**THE REQUEST**
Reproduce all of the data word for word.
____ DATASET ENTRIES
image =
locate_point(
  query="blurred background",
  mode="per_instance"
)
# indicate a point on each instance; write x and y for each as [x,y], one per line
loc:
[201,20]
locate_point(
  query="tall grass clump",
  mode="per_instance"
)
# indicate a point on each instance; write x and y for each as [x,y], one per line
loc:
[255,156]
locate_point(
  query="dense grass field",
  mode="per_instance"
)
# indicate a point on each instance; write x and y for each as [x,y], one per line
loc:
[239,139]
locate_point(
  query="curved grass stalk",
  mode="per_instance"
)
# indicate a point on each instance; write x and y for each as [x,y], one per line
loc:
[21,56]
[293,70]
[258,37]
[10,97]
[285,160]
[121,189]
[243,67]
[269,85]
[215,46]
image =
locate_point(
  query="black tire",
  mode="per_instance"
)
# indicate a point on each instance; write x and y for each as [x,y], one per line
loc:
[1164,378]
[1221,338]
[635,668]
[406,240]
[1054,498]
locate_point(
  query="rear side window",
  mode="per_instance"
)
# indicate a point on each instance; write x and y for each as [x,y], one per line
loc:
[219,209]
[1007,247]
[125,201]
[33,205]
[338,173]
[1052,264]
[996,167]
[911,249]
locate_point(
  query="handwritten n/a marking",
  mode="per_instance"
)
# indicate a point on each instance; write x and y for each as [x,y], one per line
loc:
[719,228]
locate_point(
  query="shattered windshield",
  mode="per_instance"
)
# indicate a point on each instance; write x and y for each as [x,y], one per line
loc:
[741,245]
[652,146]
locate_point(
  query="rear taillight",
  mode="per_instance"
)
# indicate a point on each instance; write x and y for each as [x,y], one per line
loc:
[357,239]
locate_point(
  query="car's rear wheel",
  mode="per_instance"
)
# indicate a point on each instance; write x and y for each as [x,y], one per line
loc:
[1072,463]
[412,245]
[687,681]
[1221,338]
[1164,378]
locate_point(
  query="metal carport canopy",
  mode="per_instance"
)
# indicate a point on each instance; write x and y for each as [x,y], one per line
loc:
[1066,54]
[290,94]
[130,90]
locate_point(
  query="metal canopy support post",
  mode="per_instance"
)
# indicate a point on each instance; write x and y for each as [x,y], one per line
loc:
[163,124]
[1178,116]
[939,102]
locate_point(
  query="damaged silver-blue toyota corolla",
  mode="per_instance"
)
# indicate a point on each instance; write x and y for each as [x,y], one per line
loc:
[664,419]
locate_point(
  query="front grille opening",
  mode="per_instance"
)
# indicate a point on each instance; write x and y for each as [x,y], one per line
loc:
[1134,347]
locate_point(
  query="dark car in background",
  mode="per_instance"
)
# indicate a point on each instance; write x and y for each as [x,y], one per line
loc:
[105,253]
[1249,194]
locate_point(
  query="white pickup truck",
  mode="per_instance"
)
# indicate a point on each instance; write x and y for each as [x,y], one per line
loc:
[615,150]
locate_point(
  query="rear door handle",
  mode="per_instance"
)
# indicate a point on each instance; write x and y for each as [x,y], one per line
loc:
________
**OUTPUT BELOW**
image =
locate_point(
  query="blurred background",
  mode="per_instance"
)
# indicate a point on each instance; write x and y for each as [x,y], one per line
loc:
[201,20]
locate_point(
  query="tall grass clump",
  mode="per_instance"
)
# indicate a point on each instance; write x and y for each as [x,y], one per line
loc:
[255,156]
locate_point(
  query="dense grass field",
  mode="per_instance"
)
# indicate a point on each instance; write x and y for each as [x,y], one per line
loc:
[239,139]
locate_point(
  query="curved grass stalk",
  mode="per_instance"
)
# indicate a point on each instance; write x and y for each as [x,y], one per line
loc:
[21,56]
[293,70]
[258,37]
[10,97]
[285,160]
[121,189]
[243,67]
[269,85]
[215,46]
image =
locate_point(
  query="black tire",
  mode="per_instance"
)
# indicate a point on each instance; write x and y for each as [x,y], one per line
loc:
[1164,378]
[1221,338]
[635,668]
[406,240]
[1054,498]
locate_point(
  query="rear side window",
  mode="per_instance"
)
# indicate a point on each instance; write x and y for each as [x,y], one per line
loc:
[219,209]
[1007,247]
[125,201]
[33,205]
[338,173]
[1052,264]
[996,167]
[911,249]
locate_point(
  query="handwritten n/a marking",
  mode="per_instance"
)
# indicate a point on each instance; write x and y for each as [x,y], one per line
loc:
[719,228]
locate_point(
  query="shattered windshield",
  mode="per_instance"
)
# indicate a point on each instance; write x and y for each as [x,y], one per line
loc:
[741,245]
[652,146]
locate_point(
  query="rear taillight",
  mode="per_instance"
)
# indicate a point on each instance; write x and y for each as [x,y], one per line
loc:
[357,239]
locate_point(
  query="car's rear wheel",
  mode="per_instance"
)
# indicate a point on each instance; write x and y for each as [x,y], one per line
loc:
[1072,463]
[412,245]
[687,681]
[1221,338]
[1164,378]
locate_point(
  query="metal carport canopy",
  mode="per_instance"
)
# indicate a point on each instance; write x and y for each as [x,y], one per line
loc:
[1066,54]
[290,94]
[130,90]
locate_point(
  query="metal canopy support post",
  mode="per_instance"
)
# indicate a point on each instance; write x and y for each as [x,y], one per line
loc:
[163,124]
[1178,116]
[939,102]
locate_point(
  query="damaged silver-blue toyota corolla",
  mode="per_instance"
)
# indicate a point on each instance; write x and y for each as [x,y], one per line
loc:
[664,419]
locate_point(
  query="front grille opening",
  mode="per_instance"
)
# indicate a point on each instance; write x and y for each as [x,y], one per line
loc:
[1134,347]
locate_point(
  query="dark car in background",
  mode="per_instance"
)
# indicate a point on each instance; write x and y for each as [x,y], one per line
loc:
[105,253]
[1249,194]
locate_point(
  query="white pickup truck",
  mode="per_instance"
)
# indicate a point on each instance; write x and y for each as [x,y], one per line
loc:
[615,150]
locate_point(
  query="rear door handle",
  mode="per_instance"
)
# indicate a point on each instance; write x and y for each as [x,y], one per line
loc:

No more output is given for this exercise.